The records are to be restated in their entirety, word for word.

═══ Extracted records

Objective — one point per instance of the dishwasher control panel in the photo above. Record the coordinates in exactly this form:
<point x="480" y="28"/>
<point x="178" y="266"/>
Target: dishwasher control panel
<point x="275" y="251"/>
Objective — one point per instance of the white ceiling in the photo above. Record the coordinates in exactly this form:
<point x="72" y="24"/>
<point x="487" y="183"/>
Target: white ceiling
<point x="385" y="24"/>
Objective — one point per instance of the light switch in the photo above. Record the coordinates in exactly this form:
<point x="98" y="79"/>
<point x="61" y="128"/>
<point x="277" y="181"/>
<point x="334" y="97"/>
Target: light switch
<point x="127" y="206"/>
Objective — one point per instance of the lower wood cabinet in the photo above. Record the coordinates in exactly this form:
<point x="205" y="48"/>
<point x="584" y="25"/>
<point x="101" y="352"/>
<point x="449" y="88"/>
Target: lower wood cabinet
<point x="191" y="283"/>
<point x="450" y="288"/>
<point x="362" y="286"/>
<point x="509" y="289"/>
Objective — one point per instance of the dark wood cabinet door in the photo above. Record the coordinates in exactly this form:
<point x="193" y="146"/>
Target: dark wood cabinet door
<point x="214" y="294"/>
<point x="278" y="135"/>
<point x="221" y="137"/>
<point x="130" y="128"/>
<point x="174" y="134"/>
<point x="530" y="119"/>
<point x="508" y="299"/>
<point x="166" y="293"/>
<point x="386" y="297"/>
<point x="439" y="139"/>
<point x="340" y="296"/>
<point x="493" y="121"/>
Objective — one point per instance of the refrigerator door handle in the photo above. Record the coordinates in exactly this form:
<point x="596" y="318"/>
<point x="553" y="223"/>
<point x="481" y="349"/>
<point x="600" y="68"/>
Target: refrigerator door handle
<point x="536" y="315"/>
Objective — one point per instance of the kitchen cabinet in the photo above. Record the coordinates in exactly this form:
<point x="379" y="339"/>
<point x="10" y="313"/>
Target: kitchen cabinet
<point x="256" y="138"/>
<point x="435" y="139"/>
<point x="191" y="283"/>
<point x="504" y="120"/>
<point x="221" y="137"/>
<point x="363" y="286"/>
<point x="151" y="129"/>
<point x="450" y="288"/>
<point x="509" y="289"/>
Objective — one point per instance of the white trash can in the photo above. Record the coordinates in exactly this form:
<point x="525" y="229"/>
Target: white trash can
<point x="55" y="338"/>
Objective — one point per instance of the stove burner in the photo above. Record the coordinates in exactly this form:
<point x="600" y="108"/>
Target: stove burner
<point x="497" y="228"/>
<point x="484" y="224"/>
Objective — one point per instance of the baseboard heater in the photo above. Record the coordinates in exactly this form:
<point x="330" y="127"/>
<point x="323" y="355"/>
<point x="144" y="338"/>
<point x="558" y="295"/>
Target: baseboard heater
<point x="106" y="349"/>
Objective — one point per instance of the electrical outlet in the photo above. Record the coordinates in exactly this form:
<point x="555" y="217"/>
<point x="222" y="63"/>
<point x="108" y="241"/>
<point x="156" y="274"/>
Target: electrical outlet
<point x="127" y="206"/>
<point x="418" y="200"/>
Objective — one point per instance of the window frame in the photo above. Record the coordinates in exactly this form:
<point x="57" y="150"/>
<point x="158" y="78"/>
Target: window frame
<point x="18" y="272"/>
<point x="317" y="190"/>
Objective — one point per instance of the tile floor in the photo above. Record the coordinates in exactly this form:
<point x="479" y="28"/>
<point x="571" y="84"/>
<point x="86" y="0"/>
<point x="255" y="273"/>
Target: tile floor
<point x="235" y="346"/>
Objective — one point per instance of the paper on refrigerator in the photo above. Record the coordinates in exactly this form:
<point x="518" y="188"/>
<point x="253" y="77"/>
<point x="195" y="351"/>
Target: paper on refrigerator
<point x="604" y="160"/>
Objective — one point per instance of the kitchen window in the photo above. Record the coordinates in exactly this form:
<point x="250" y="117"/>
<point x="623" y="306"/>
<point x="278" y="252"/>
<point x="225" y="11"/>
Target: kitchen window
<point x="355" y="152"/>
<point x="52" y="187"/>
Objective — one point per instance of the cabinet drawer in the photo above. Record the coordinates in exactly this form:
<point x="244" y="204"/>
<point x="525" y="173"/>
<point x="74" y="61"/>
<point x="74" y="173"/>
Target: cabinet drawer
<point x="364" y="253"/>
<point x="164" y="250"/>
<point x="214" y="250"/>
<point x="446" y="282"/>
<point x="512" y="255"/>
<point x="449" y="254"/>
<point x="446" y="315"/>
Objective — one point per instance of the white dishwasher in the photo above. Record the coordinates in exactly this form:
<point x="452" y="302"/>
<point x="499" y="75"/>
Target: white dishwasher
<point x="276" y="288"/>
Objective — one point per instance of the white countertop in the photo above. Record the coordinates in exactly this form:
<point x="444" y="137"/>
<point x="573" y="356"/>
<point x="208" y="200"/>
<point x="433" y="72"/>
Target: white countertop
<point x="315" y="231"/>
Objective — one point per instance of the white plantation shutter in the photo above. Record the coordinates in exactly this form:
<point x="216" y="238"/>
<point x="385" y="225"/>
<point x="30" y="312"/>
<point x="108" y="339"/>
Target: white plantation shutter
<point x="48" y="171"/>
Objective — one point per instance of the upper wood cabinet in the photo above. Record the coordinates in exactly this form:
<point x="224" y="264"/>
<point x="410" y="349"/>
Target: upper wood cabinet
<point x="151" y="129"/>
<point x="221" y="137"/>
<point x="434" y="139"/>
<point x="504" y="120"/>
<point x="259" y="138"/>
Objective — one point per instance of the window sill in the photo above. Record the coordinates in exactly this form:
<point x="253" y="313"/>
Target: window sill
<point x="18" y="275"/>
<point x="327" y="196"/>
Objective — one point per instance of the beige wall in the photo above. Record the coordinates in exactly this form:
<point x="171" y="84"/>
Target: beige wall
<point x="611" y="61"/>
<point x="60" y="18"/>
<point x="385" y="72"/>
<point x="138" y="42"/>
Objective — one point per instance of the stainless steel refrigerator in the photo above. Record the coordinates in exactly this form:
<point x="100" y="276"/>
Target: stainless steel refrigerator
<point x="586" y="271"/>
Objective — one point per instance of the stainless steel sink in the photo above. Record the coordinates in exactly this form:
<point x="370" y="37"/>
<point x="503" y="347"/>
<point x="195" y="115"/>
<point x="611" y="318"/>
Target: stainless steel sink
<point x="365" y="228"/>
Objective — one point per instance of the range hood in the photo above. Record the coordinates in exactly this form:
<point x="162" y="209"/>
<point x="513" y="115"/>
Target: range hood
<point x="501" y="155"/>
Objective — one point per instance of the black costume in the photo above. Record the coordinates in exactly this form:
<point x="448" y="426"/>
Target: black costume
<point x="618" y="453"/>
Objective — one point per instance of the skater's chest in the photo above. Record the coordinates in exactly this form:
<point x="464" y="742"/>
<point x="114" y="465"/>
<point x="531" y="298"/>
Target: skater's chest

══════

▶ [Written reply]
Objective — one point per instance of the dishwasher control panel in the photo above. Record the coordinates in exactly this form:
<point x="480" y="28"/>
<point x="178" y="266"/>
Target: dishwasher control panel
<point x="275" y="251"/>
Objective — one point per instance of the white ceiling in the photo above. Record the coordinates in exactly this form:
<point x="72" y="24"/>
<point x="487" y="183"/>
Target: white ceiling
<point x="385" y="24"/>
Objective — one point per instance of the light switch in the photo above. Record the coordinates in exactly this form:
<point x="98" y="79"/>
<point x="61" y="128"/>
<point x="277" y="181"/>
<point x="334" y="97"/>
Target: light switch
<point x="127" y="206"/>
Objective — one point per instance of the lower wood cabinet in the photo above. Record the coordinates in exactly this form:
<point x="205" y="48"/>
<point x="584" y="25"/>
<point x="101" y="352"/>
<point x="449" y="88"/>
Target: lower wood cabinet
<point x="191" y="283"/>
<point x="450" y="288"/>
<point x="362" y="286"/>
<point x="509" y="289"/>
Objective — one point per instance of the dark wood cabinet door in the photo above. Record the coordinates in exactly this form:
<point x="193" y="146"/>
Target: dark wood cabinet door
<point x="214" y="294"/>
<point x="278" y="135"/>
<point x="221" y="137"/>
<point x="130" y="128"/>
<point x="174" y="134"/>
<point x="530" y="119"/>
<point x="508" y="299"/>
<point x="166" y="293"/>
<point x="386" y="297"/>
<point x="439" y="139"/>
<point x="340" y="296"/>
<point x="493" y="121"/>
Objective — one point per instance of the refrigerator door handle in the photo above. Record the coordinates in exactly this form:
<point x="596" y="318"/>
<point x="553" y="223"/>
<point x="481" y="349"/>
<point x="600" y="68"/>
Target: refrigerator door handle
<point x="536" y="315"/>
Objective — one point per instance of the kitchen cabinet in the photo above. Record the coordinates in exactly this form:
<point x="379" y="339"/>
<point x="10" y="313"/>
Target: kitchen cabinet
<point x="256" y="138"/>
<point x="435" y="139"/>
<point x="191" y="283"/>
<point x="504" y="120"/>
<point x="221" y="137"/>
<point x="363" y="286"/>
<point x="151" y="129"/>
<point x="450" y="288"/>
<point x="509" y="289"/>
Objective — one point per instance of the white trash can in the photo above. Record the coordinates in exactly this form:
<point x="525" y="229"/>
Target: white trash can
<point x="55" y="338"/>
Objective — one point per instance of the stove burner in the photo above. Record the coordinates in exactly this form:
<point x="600" y="108"/>
Target: stove burner
<point x="497" y="228"/>
<point x="484" y="224"/>
Objective — one point per instance of the baseboard heater in the photo above. Record the coordinates in exactly this form:
<point x="330" y="127"/>
<point x="323" y="355"/>
<point x="144" y="338"/>
<point x="558" y="295"/>
Target: baseboard heater
<point x="106" y="349"/>
Objective — one point per instance of the electrical outlet in the photo above. Record the coordinates in exactly this form:
<point x="555" y="217"/>
<point x="222" y="63"/>
<point x="108" y="241"/>
<point x="156" y="274"/>
Target: electrical outlet
<point x="127" y="206"/>
<point x="418" y="200"/>
Objective — one point per instance of the window frame in the photo above. Record the coordinates in exactly this form:
<point x="57" y="150"/>
<point x="158" y="78"/>
Target: window frame
<point x="18" y="272"/>
<point x="317" y="190"/>
Objective — one point per instance of the tile floor in the photo above. Record the coordinates in exactly this form:
<point x="479" y="28"/>
<point x="571" y="84"/>
<point x="86" y="0"/>
<point x="255" y="273"/>
Target: tile floor
<point x="235" y="346"/>
Objective — one point per instance of the paper on refrigerator in the photo above. Record the coordinates in exactly this form:
<point x="518" y="188"/>
<point x="253" y="77"/>
<point x="195" y="351"/>
Target: paper on refrigerator
<point x="604" y="160"/>
Objective — one point per instance of the kitchen window in the photo above. Record the coordinates in exactly this form:
<point x="250" y="117"/>
<point x="623" y="306"/>
<point x="278" y="252"/>
<point x="225" y="11"/>
Target: kitchen window
<point x="355" y="152"/>
<point x="52" y="187"/>
Objective — one point per instance of the cabinet drawer in the photo above. Record the coordinates in exactly this form:
<point x="244" y="204"/>
<point x="525" y="173"/>
<point x="74" y="61"/>
<point x="74" y="173"/>
Target: cabinet drawer
<point x="364" y="253"/>
<point x="164" y="250"/>
<point x="214" y="250"/>
<point x="446" y="282"/>
<point x="512" y="255"/>
<point x="449" y="254"/>
<point x="446" y="315"/>
Objective — one point per instance of the white dishwasher in the photo above. Record the coordinates in exactly this form:
<point x="452" y="302"/>
<point x="499" y="75"/>
Target: white dishwasher
<point x="276" y="288"/>
Objective — one point per instance of the white countertop in the photo above. Record the coordinates in exactly this form:
<point x="444" y="137"/>
<point x="573" y="356"/>
<point x="208" y="200"/>
<point x="433" y="72"/>
Target: white countertop
<point x="315" y="231"/>
Objective — one point per instance of the white plantation shutter in the photo above. Record the coordinates in exactly this form:
<point x="216" y="238"/>
<point x="385" y="225"/>
<point x="30" y="312"/>
<point x="108" y="339"/>
Target: white plantation shutter
<point x="48" y="171"/>
Objective — one point per instance of the upper wood cabinet in the photo above. Record the coordinates in exactly this form:
<point x="224" y="264"/>
<point x="410" y="349"/>
Target: upper wood cabinet
<point x="151" y="129"/>
<point x="221" y="137"/>
<point x="434" y="139"/>
<point x="504" y="120"/>
<point x="259" y="138"/>
Objective — one point per instance of the window sill in the photo above. Record the coordinates in exactly this form:
<point x="253" y="313"/>
Target: window sill
<point x="18" y="275"/>
<point x="327" y="196"/>
Objective — one point per instance of the beige wall in the photo above. Record the coordinates in exactly this form:
<point x="171" y="84"/>
Target: beige wall
<point x="611" y="61"/>
<point x="60" y="18"/>
<point x="385" y="72"/>
<point x="138" y="42"/>
Objective — one point per instance of the stainless steel refrigerator in the photo above. Record the coordinates in exactly this form:
<point x="100" y="276"/>
Target: stainless steel refrigerator
<point x="586" y="271"/>
Objective — one point per instance of the stainless steel sink in the photo above. Record the coordinates in exactly this form:
<point x="370" y="37"/>
<point x="503" y="347"/>
<point x="195" y="115"/>
<point x="611" y="318"/>
Target: stainless steel sink
<point x="365" y="228"/>
Objective — one point per instance of the range hood in the photo above. Record the coordinates in exactly this form:
<point x="162" y="209"/>
<point x="513" y="115"/>
Target: range hood
<point x="501" y="155"/>
Objective — one point per instance of the black costume in the photo above. Record the coordinates in exactly this form:
<point x="448" y="426"/>
Target: black costume
<point x="618" y="453"/>
Objective — one point per instance of the skater's chest in the photo above. Record the coordinates in exactly this form:
<point x="464" y="742"/>
<point x="114" y="465"/>
<point x="531" y="298"/>
Target: skater's chest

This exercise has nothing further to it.